*Problem to work on*
Change "Use this form" to "Follow this format" in the data, starting at the line that contains "Mark one point per instance of the sunlit" and continuing through the end of the data. Return only those lines, with nothing else altered.

*Dataset records*
────────
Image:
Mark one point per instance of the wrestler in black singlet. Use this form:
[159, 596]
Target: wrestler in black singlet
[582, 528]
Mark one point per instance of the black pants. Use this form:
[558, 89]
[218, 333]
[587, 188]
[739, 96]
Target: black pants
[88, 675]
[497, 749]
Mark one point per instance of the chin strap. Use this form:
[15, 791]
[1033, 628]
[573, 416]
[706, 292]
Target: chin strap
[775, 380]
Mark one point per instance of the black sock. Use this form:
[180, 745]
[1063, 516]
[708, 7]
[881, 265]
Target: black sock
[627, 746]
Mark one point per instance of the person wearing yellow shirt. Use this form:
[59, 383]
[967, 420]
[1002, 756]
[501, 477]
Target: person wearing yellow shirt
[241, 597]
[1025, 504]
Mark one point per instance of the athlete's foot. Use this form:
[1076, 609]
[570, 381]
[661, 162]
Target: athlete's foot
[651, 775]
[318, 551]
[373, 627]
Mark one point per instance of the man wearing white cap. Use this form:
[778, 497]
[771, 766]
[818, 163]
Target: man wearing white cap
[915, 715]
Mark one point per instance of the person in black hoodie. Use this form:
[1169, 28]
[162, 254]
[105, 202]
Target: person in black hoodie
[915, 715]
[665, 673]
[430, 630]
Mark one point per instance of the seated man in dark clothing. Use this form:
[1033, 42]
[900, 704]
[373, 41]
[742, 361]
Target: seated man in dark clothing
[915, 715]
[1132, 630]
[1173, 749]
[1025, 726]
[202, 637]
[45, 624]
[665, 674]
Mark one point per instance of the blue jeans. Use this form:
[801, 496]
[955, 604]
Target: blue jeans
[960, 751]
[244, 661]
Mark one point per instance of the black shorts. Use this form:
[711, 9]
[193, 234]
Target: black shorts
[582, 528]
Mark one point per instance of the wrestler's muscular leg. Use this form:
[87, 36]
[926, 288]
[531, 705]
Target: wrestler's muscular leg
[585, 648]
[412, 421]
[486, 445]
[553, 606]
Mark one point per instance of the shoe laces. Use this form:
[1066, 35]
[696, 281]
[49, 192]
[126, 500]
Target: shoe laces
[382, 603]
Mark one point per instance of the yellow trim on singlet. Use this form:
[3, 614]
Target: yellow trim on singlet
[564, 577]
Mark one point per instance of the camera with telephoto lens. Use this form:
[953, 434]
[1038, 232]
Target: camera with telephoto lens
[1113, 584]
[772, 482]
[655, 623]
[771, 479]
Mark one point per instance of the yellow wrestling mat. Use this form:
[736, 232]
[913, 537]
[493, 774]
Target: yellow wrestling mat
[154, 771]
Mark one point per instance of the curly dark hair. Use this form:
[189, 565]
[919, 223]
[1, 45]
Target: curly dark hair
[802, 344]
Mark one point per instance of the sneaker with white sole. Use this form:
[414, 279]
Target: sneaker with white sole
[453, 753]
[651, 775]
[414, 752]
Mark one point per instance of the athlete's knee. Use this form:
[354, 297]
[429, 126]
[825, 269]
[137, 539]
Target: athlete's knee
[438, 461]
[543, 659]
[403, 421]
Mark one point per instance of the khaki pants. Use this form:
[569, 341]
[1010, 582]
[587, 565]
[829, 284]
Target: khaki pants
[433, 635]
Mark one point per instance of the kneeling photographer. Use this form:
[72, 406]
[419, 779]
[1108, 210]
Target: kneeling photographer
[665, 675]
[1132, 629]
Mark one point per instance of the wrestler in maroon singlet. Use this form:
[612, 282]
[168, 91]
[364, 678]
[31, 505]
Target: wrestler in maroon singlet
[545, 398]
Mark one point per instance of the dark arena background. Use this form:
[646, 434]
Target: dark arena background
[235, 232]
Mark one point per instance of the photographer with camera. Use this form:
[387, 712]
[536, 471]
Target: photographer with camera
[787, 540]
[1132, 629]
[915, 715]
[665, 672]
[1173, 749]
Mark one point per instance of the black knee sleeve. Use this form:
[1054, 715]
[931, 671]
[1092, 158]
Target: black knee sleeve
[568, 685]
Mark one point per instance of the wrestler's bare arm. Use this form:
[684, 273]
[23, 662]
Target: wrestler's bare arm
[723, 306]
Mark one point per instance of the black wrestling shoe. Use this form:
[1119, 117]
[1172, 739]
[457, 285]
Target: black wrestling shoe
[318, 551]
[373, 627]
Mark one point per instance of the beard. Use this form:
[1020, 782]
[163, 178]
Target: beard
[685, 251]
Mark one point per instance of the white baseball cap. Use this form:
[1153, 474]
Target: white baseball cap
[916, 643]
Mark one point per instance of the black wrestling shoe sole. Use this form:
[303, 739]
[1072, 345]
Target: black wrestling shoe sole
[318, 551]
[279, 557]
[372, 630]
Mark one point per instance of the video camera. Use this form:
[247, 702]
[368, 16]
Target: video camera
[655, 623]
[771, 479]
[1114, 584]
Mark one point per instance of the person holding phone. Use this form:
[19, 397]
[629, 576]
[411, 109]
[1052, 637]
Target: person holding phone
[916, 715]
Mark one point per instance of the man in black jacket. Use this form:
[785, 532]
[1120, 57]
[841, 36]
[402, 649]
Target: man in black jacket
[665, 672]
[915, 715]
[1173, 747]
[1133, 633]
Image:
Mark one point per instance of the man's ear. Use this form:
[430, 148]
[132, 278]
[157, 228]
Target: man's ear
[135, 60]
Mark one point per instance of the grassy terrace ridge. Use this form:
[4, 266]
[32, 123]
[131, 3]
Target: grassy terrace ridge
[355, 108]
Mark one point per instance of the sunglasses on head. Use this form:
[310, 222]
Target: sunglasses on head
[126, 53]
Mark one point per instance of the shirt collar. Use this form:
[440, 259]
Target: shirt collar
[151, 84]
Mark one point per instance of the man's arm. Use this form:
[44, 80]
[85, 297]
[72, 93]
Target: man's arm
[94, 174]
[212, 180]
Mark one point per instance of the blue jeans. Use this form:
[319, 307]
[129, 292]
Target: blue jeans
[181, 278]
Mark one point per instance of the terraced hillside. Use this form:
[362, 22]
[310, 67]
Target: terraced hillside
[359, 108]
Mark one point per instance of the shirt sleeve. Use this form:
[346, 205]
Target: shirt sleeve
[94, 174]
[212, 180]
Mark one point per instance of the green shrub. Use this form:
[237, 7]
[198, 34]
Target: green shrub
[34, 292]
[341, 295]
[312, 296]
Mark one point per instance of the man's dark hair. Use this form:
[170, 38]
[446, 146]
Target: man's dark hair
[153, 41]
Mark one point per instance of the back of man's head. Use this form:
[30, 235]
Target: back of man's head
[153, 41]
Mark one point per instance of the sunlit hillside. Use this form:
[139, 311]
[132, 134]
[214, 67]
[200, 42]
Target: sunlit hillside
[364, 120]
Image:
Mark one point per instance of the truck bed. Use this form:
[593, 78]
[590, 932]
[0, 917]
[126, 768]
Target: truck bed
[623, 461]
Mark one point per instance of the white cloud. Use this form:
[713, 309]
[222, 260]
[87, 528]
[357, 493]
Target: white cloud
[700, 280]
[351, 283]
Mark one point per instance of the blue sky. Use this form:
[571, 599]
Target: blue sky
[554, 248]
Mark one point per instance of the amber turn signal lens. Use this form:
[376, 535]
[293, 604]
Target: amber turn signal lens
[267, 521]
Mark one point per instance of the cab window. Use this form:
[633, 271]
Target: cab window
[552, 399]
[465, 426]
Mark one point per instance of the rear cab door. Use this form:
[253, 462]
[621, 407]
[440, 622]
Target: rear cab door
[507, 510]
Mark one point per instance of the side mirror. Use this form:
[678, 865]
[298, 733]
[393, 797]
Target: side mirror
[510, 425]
────────
*Complete answer*
Mark one point per instance of the sunlit hillside. Follow this format:
[139, 311]
[132, 134]
[214, 67]
[200, 42]
Target: sunlit hillside
[364, 120]
Image:
Mark one point per instance of the truck bed. Follow this format:
[593, 78]
[590, 932]
[0, 917]
[126, 768]
Target: truck bed
[623, 461]
Mark one point per instance of the white cloud. Follow this format:
[713, 309]
[222, 260]
[87, 528]
[357, 493]
Target: white cloud
[700, 280]
[351, 283]
Mark one point per instance of the blue sky. Follow this format:
[571, 599]
Target: blue sky
[554, 248]
Mark one point per instance of the amber turn signal lens. Follow this format:
[376, 535]
[293, 604]
Target: amber turn signal lens
[267, 521]
Mark one point per instance of the cab window. Follow this format:
[633, 271]
Target: cab window
[552, 399]
[465, 426]
Mark one point per instance of the rear cab door. Follow this format:
[253, 462]
[621, 407]
[440, 622]
Target: rear cab door
[507, 510]
Mark one point per instance of the side mirror. Follow this format:
[678, 865]
[298, 733]
[393, 797]
Target: side mirror
[510, 425]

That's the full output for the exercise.